### Information supplied
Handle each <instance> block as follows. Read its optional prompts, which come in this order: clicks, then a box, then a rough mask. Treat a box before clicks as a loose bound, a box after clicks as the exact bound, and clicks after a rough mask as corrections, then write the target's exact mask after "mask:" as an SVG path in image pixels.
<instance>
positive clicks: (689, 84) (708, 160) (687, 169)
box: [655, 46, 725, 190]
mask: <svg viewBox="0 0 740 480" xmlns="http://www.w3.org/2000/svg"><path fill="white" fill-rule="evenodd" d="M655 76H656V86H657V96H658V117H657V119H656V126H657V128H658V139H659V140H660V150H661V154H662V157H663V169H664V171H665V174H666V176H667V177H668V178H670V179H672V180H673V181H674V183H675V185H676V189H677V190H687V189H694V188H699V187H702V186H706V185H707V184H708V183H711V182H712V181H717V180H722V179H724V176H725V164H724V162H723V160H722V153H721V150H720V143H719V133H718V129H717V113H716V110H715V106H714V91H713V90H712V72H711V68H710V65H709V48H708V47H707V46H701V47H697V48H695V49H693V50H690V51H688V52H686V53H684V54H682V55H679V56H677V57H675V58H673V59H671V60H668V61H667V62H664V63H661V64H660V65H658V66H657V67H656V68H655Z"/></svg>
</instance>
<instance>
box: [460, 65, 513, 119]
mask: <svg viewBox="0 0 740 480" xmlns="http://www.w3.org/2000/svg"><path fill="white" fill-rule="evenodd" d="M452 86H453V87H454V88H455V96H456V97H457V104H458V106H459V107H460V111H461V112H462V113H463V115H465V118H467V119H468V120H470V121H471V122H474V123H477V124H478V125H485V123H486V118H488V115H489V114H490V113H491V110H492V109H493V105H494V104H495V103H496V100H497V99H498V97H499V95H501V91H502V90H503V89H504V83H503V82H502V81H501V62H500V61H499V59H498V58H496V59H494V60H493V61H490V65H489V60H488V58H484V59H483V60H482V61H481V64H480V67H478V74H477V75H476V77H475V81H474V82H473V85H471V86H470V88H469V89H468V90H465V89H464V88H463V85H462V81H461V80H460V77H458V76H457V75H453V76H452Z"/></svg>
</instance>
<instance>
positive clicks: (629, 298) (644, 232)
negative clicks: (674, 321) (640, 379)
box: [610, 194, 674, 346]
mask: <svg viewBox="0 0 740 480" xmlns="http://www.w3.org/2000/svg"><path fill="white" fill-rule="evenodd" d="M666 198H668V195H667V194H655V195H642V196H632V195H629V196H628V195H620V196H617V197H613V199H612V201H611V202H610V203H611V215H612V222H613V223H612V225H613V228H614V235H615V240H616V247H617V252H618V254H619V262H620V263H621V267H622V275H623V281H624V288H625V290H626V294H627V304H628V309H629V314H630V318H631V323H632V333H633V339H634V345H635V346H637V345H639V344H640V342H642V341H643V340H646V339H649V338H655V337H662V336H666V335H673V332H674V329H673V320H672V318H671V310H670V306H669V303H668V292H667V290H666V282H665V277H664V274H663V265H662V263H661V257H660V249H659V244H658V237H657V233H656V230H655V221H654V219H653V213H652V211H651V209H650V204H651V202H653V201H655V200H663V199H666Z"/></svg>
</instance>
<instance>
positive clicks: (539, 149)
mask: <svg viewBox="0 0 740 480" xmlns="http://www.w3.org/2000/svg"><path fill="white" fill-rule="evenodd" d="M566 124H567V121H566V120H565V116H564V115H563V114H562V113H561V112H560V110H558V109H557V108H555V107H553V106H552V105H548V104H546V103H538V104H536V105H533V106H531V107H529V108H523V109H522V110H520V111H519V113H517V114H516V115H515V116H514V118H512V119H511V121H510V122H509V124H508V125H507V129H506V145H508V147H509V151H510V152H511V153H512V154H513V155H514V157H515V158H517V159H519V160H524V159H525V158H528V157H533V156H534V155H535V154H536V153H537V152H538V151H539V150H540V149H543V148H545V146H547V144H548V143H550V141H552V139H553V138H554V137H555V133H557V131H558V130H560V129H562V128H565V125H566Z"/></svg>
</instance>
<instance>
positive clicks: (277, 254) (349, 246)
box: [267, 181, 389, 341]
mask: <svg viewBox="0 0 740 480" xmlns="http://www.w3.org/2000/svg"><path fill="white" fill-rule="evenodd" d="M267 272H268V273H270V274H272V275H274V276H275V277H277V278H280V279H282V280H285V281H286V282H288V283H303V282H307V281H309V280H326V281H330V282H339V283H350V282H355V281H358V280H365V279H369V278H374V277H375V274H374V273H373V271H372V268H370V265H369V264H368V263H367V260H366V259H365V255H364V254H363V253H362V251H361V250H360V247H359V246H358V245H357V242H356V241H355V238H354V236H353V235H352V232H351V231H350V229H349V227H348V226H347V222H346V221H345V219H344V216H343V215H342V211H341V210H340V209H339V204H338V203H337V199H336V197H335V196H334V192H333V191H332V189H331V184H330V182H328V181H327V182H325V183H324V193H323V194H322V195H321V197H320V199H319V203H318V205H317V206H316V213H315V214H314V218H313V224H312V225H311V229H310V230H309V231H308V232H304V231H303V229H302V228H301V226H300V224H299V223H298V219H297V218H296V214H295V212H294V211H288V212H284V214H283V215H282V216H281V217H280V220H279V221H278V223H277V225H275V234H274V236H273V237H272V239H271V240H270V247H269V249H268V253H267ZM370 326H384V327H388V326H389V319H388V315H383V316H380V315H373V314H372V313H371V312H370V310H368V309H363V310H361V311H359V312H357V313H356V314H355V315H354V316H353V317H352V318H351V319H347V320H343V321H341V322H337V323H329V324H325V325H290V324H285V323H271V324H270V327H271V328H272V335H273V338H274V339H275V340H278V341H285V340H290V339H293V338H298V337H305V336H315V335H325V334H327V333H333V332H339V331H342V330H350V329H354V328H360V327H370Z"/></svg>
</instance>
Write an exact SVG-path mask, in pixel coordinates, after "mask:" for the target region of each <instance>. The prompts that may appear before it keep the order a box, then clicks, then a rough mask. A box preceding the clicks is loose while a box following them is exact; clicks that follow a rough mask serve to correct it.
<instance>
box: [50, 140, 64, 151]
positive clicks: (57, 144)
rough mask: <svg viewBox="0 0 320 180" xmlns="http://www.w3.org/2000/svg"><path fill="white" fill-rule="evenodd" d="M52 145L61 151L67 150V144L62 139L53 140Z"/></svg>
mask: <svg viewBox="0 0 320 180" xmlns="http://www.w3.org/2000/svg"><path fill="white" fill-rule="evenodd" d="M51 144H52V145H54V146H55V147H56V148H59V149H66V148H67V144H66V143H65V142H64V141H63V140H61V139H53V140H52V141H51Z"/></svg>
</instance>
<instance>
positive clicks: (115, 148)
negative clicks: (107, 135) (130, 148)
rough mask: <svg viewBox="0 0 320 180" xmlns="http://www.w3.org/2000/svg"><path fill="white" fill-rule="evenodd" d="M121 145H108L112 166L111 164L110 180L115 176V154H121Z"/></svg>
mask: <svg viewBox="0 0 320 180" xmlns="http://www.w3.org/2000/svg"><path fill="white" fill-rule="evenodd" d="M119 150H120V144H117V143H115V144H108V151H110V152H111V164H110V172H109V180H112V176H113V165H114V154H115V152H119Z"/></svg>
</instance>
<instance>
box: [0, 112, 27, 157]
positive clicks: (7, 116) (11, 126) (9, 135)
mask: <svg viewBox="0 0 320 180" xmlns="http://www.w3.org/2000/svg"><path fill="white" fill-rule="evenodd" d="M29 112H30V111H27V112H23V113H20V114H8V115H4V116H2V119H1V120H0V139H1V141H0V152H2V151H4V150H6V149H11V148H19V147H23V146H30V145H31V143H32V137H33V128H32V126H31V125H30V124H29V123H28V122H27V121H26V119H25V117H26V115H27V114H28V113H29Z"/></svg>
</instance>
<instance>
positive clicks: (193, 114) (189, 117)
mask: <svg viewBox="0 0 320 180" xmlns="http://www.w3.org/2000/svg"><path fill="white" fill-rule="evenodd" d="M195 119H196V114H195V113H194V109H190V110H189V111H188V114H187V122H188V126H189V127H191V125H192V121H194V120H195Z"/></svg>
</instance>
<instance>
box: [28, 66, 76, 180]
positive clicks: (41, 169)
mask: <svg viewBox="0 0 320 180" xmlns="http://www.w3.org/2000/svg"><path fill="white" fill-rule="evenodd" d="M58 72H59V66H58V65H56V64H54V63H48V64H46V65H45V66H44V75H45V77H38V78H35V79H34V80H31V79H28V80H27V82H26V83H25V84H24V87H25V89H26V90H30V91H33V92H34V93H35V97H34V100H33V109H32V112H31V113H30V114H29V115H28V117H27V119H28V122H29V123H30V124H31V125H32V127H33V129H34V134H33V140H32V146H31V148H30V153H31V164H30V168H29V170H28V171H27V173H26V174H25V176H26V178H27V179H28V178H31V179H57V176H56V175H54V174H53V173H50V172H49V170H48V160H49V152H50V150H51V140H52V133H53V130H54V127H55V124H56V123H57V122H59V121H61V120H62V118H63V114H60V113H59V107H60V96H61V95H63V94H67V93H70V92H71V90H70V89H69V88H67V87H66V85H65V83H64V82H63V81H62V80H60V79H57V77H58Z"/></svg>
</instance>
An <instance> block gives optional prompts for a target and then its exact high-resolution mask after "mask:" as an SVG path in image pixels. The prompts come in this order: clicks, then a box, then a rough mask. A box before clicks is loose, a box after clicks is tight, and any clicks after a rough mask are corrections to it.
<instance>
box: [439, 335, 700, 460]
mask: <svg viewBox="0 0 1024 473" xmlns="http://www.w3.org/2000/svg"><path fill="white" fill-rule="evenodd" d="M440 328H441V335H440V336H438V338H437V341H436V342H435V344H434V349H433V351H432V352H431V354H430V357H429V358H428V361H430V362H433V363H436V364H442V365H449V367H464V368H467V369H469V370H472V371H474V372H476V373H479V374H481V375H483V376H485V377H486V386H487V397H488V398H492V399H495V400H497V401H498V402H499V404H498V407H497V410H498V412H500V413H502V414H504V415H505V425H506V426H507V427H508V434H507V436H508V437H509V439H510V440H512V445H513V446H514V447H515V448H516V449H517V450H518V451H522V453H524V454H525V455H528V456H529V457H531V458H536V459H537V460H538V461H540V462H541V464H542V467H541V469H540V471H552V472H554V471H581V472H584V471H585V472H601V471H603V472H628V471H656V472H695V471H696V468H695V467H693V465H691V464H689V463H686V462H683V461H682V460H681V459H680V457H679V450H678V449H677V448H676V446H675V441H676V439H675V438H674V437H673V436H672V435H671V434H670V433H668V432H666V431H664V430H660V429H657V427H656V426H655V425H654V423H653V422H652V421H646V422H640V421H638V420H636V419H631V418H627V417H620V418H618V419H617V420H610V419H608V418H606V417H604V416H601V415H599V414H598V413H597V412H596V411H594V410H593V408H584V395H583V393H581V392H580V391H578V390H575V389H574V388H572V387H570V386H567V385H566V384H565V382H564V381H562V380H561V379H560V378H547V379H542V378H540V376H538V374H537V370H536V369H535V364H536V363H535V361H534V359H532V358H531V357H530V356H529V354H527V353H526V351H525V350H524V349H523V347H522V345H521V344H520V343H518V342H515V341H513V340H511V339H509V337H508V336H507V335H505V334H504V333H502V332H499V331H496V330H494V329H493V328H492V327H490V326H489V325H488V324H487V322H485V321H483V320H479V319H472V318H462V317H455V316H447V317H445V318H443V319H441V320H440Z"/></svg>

### What to produce
Look over the records above and copy each line that includes the string "negative".

### Exercise solution
negative clicks: (674, 321) (640, 379)
negative clicks: (107, 135) (130, 148)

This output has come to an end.